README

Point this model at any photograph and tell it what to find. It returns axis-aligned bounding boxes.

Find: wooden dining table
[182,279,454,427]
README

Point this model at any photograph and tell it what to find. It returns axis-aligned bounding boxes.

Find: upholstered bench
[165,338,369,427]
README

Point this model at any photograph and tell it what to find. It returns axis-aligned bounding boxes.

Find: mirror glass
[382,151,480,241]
==
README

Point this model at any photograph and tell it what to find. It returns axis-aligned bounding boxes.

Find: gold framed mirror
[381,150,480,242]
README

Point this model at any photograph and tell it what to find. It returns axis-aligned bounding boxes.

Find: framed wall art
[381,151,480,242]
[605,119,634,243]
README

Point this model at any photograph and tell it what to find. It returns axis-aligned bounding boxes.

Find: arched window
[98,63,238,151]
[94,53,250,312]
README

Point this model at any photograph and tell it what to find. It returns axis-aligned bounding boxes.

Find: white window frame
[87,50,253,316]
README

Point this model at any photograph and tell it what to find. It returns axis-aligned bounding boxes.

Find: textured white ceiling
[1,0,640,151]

* **Exercise description**: Which lines in the rows above contain the word "mirror"? Identify each one and copy it in full.

* **Final result**:
Find: mirror glass
Find: gold framed mirror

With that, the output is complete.